About this exercise -> Repeat each entry in full, exactly.

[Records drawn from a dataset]
━━━━━━━━━━━━━━━━━━━━
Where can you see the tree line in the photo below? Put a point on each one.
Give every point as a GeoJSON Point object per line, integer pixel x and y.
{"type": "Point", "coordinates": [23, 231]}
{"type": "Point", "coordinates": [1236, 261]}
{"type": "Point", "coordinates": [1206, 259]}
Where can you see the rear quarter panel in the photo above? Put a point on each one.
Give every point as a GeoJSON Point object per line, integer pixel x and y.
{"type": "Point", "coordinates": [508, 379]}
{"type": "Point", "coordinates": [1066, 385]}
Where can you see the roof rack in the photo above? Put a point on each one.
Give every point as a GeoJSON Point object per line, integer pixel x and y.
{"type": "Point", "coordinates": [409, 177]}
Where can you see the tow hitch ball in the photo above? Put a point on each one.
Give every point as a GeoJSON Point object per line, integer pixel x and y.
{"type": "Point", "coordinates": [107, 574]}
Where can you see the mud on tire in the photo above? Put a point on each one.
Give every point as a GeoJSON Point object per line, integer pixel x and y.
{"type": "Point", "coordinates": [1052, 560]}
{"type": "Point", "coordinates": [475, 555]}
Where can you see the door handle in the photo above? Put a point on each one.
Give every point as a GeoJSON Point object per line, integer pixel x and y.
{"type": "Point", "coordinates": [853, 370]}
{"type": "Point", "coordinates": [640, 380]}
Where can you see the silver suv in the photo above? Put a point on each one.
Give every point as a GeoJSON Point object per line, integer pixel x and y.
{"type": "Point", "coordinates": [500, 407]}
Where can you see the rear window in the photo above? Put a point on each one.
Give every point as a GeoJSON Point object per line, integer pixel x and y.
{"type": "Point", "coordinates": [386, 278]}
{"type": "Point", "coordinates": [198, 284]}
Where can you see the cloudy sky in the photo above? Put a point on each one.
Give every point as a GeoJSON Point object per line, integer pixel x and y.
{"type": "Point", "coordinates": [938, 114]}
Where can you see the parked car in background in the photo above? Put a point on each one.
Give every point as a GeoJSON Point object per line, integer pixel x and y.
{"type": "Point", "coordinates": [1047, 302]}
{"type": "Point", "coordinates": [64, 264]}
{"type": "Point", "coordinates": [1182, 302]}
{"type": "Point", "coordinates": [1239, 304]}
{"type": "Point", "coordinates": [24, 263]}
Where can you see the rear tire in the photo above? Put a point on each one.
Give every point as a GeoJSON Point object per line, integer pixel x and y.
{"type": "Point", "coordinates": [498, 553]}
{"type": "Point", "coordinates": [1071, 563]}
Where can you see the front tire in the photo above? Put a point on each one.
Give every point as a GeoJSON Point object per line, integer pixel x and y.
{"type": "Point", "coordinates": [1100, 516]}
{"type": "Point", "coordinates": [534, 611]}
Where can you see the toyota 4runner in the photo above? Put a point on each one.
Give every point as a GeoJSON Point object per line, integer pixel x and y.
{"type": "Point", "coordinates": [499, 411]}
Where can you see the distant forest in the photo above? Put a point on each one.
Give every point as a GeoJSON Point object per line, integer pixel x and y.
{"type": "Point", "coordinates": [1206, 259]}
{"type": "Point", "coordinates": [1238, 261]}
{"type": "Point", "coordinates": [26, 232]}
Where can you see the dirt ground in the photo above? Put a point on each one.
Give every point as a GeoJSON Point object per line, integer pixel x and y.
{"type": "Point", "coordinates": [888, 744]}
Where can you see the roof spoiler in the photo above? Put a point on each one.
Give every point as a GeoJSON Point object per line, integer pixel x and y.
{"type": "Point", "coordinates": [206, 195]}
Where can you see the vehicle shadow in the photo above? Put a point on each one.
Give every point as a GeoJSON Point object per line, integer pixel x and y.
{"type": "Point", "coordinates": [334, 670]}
━━━━━━━━━━━━━━━━━━━━
Task response ->
Where can you see the tree line in the photo below? Put a point on each one.
Give every point as a GeoJSON Point object per line, integer pixel x and y.
{"type": "Point", "coordinates": [23, 231]}
{"type": "Point", "coordinates": [1236, 261]}
{"type": "Point", "coordinates": [1206, 259]}
Where can you see the rear quarter panel in the photo above? Put a point on each one.
Give every point as a GeoJSON Point object per line, integer pixel x and y.
{"type": "Point", "coordinates": [508, 379]}
{"type": "Point", "coordinates": [1066, 385]}
Where can you see the roof rack in the photo above? Put a point on each one.
Give every point as a GeoJSON Point object per line, integer pixel x and y.
{"type": "Point", "coordinates": [409, 177]}
Where can you see the tow hitch ball in the photo above? Put a point on each one.
Give every point as a GeoJSON Point object per line, integer pixel x and y.
{"type": "Point", "coordinates": [107, 574]}
Where can you see the mud on tire in the photo above? Put a point on each one.
Give every point as a GeoJSON Point object per line, integer pixel x and y.
{"type": "Point", "coordinates": [1052, 560]}
{"type": "Point", "coordinates": [475, 555]}
Where can you see the door handle in the photo above? Put a point on each one.
Give every point as a GeoJSON Point object per line, integer pixel x and y.
{"type": "Point", "coordinates": [853, 370]}
{"type": "Point", "coordinates": [640, 380]}
Where can you see the silver suv in the photo above? Put a point on each one.
Give every point as a GeoJSON Point object per line, integer pixel x and y.
{"type": "Point", "coordinates": [500, 407]}
Where can you see the rear window in the photo above? Put a point on each one.
Give every point as a GeoJSON Point object per line, integer pixel x and y.
{"type": "Point", "coordinates": [386, 278]}
{"type": "Point", "coordinates": [198, 284]}
Where can you see the cloudy sky in the photo above? Put a point on each one.
Give every point as a GeoJSON Point object per line, integer pixel x and y.
{"type": "Point", "coordinates": [938, 114]}
Where can you see the parked car in background in the photo above? Put a point on each one.
Give every point as a GeoJSON Point object per line, integer pixel x and y.
{"type": "Point", "coordinates": [1047, 302]}
{"type": "Point", "coordinates": [64, 264]}
{"type": "Point", "coordinates": [1182, 302]}
{"type": "Point", "coordinates": [1239, 304]}
{"type": "Point", "coordinates": [24, 263]}
Where can you see the rear tire in the photo above? Put a point on each one.
Give every point as a GeoJSON Point object per line, integer pixel x and y.
{"type": "Point", "coordinates": [498, 553]}
{"type": "Point", "coordinates": [1071, 563]}
Where can you see the front tire in the photo above? Put a point on each one.
Give every point as a GeoJSON Point object per line, integer pixel x and y.
{"type": "Point", "coordinates": [1100, 516]}
{"type": "Point", "coordinates": [534, 611]}
Where can you see the toyota 4runner in the photo above? Put a point on each one.
Give every point as a GeoJSON Point object per line, integer pixel x and y.
{"type": "Point", "coordinates": [499, 411]}
Where can you see the distant forest in the photo above? Put a point on each one.
Give every point as a GeoJSON Point object per line, integer pixel x and y.
{"type": "Point", "coordinates": [1206, 259]}
{"type": "Point", "coordinates": [1238, 261]}
{"type": "Point", "coordinates": [26, 232]}
Where can you see the dirt ground in the photo above? Put a point on each one.
Give every point as a GeoJSON Point object per line, integer pixel x and y.
{"type": "Point", "coordinates": [888, 744]}
Where can you see the roof spoiler in the photo above? Put a point on each one.
Give every point as a GeoJSON Point object per line, integer pixel x and y.
{"type": "Point", "coordinates": [206, 195]}
Where can you see the vehicle shadow in the photo above? Put a point on each one.
Give every point as a GeoJSON Point object per line, integer pixel x and y.
{"type": "Point", "coordinates": [334, 670]}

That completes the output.